* [Task set]:
**a.** In the passage on the Virgin Birth, which Hebrew word does it say would have meant "virgin"?
**b.** Carry on the passage about the Virgin Birth past its final sentence.

To: average joe who wrote (16707)3/15/2004 12:18:17 AM
From: 2MAR$  Read Replies (1) | Respond to of 28931
 
Here's a link explaining the background of the Virgin Birth , Virgin Mother idea ...the main thing these True Protesting Christians deplore , is the Pagan roots of the Roman Catholicism .....which Gibson's movie emphasizes ?

But the funniest thing of it is , they'll turn right around and deny with "much windy response"
that Christianity has not any pagan roots in the next nanosecond ....

I certainly have no problem with Virgin Godesses...Or Blessed Mothers ...
or just plane female mortals in this lifetime
is enough for me <gg>

(No wonder they must seek the after life , for they'll find no peace or agreement together on this plane of existence )

;-)

The Virgin Birth
jesusneverexisted.com

The most colossal blunder of the Septuagint translators, the mistranslation of the original Hebrew text of Isaiah, 7.14, allowed deceitful early Christians to concoct their infamous prophecy that somehow the ancient Jewish text presaged the miraculous birth of their own godman.

The Hebrew original says:
'Hinneh ha-almah harah ve-yeldeth ben ve-karath shem-o immanuel.'
Honestly translated, the verse reads:
'Behold, the young woman has conceived — and bears a son and calls his name Immanuel.'

The Greek-speaking translators of Hebrew scripture (in 3rd century B.C. Alexandria) slipped up and translated 'almah' (young woman) into the Greek 'parthenos' (virgin). The Hebrew word for virgin would have been 'betulah.' The slip did not matter at the time, for in context, Isaiah’s prophesy – set in the 8th century BC but probably written in the 5th – had been given as reassurance to King Ahaz of Judah that his royal line would survive, despite the ongoing siege of Jerusalem by the Syrians. And it did. In other words, the prophesy had nothing to do with events in Judaea eight hundred years into the future!

* [Available data]:
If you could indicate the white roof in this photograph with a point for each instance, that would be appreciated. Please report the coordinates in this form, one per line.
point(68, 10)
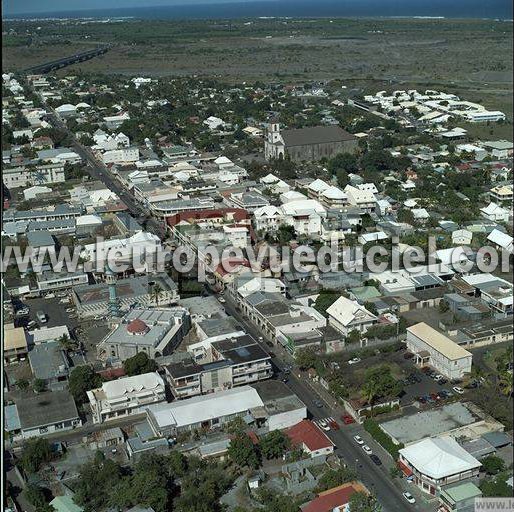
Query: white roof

* [Responses to the exercise]:
**a.** 'Betulah.'

**b.**
Justin ‘Martyr’, a pagan Greek from Palestine, fled to Ephesus at the time of Bar Kochbar’s revolt (132 -135 AD). He joined the growing Christian community and found himself competing with the priests of Artemis, an eternally virgin goddess. Justin successfully overcame the sentiments of established Christians and had Mary, mother of Jesus, declared a virgin, citing his Greek copy of Isaiah as 'evidence' of scriptural prescience. The Greek priest who then forged the 'Gospel according to St. Matthew' went one stage further, taking the word 'harah' – in Hebrew a past or perfect tense – and switched it into a future tense to arrive at:

'Behold, a virgin shall be with child, and shall bring forth a son, and they shall call his name Emmanuel.'
(Matthew 1.23.)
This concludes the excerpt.